## Challenges
1. List every sentence in the first paragraph of the essay on telling-off scenes that begins with the word "They".
2. Reproduce the essay on telling-off scenes word for word from "Every movie ever" to "react with tomatoes.".
3. Write the next part of the essay on telling-off scenes, picking up after its last sentence.

--- START Source excerpt ---

The problem with dramas built around scenes where one character eloquently tells another character off — (and I am guilty of this sin, too; such scenes are all over the Andrea Cort series, which is at least a group of murder mysteries where one brilliant person gets to explain her epiphanies) — is that in real life people don’t stand still for being told off. They stop listening. They attempt to justify themselves. They bring in irrelevant shit. They try to drown out the speechmaker with indignant yelling of their own. In the end, they learn nothing.
Every movie ever made where the bedraggled hero addresses a hostile room and turns it to his side with a few hundred words of impassioned rhetoric is a lie. People don’t react to being told they’re wrong with slow claps. They react with tomatoes.

--- END Source excerpt ---
--- START Dataset excerpts ---

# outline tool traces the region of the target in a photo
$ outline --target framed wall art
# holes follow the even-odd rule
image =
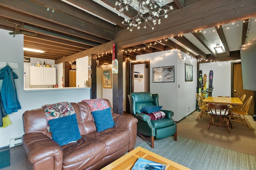
[[[174,82],[174,66],[153,68],[153,82]]]
[[[111,70],[103,70],[103,88],[112,88]]]
[[[185,63],[185,81],[193,81],[193,65]]]

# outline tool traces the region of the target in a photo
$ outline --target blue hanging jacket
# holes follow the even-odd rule
[[[12,68],[7,65],[0,70],[0,80],[3,80],[1,96],[4,107],[7,114],[15,112],[21,107],[18,99],[14,79],[18,76]]]

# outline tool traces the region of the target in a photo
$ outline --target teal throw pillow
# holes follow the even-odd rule
[[[97,132],[101,132],[116,125],[113,120],[111,109],[111,107],[108,107],[104,110],[92,112]]]
[[[48,122],[53,140],[60,146],[81,138],[76,114],[50,120]]]
[[[159,111],[162,109],[162,106],[146,106],[140,109],[141,112],[146,113],[151,113]]]

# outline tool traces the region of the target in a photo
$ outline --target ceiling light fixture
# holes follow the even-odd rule
[[[122,23],[128,25],[127,29],[132,31],[133,28],[140,28],[140,24],[145,22],[143,27],[146,28],[146,24],[151,27],[152,30],[154,29],[154,25],[157,23],[161,23],[161,19],[159,17],[164,16],[167,18],[166,13],[173,10],[172,6],[166,5],[166,0],[118,0],[116,2],[116,8],[119,11],[118,16],[125,16],[124,10],[129,11],[129,9],[133,9],[138,12],[134,17],[128,20],[125,18]],[[163,8],[163,7],[164,8]],[[145,15],[144,15],[145,14]]]
[[[44,51],[43,51],[42,50],[36,50],[35,49],[29,49],[28,48],[23,48],[23,50],[35,52],[36,53],[43,53],[45,52]]]
[[[224,53],[224,50],[223,50],[223,48],[222,46],[216,47],[214,47],[214,49],[217,53]]]

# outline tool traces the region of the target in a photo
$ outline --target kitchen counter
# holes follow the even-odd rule
[[[90,87],[58,87],[50,88],[24,88],[25,92],[45,92],[46,91],[59,91],[59,90],[70,90],[84,89],[90,89]]]

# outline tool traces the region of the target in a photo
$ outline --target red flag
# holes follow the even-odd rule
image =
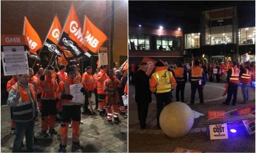
[[[58,44],[63,50],[70,51],[75,56],[80,56],[88,50],[83,44],[82,26],[73,4],[71,6]],[[86,52],[87,56],[92,55]]]
[[[84,31],[83,33],[84,39],[84,45],[94,53],[97,53],[100,47],[107,40],[107,36],[100,29],[99,29],[85,16],[84,22]]]
[[[28,20],[25,17],[23,35],[25,36],[25,41],[32,54],[36,54],[36,52],[41,49],[42,41],[34,28],[31,26]]]

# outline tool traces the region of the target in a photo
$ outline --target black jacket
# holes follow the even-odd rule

--- END Dataset excerpts ---

## Per-task outputs
1.
They stop listening.
They attempt to justify themselves.
They bring in irrelevant shit.
They try to drown out the speechmaker with indignant yelling of their own.

2.
Every movie ever made where the bedraggled hero addresses a hostile room and turns it to his side with a few hundred words of impassioned rhetoric is a lie. People don’t react to being told they’re wrong with slow claps. They react with tomatoes.

3.
An exception can be made for scenes where the hero expertly manipulates an angry crowd into changing its mind to the attitude he prefers. But note that in such scenes he does not begin by telling them they’re wrong. He simply steers them where he wants them to go. See: Mark Antony’s eulogy for his fallen friend in JULIUS CAESAR. That is masterful. But it is not direct confrontation. It’s verbal jui-jitsu, a much more rarefied skill.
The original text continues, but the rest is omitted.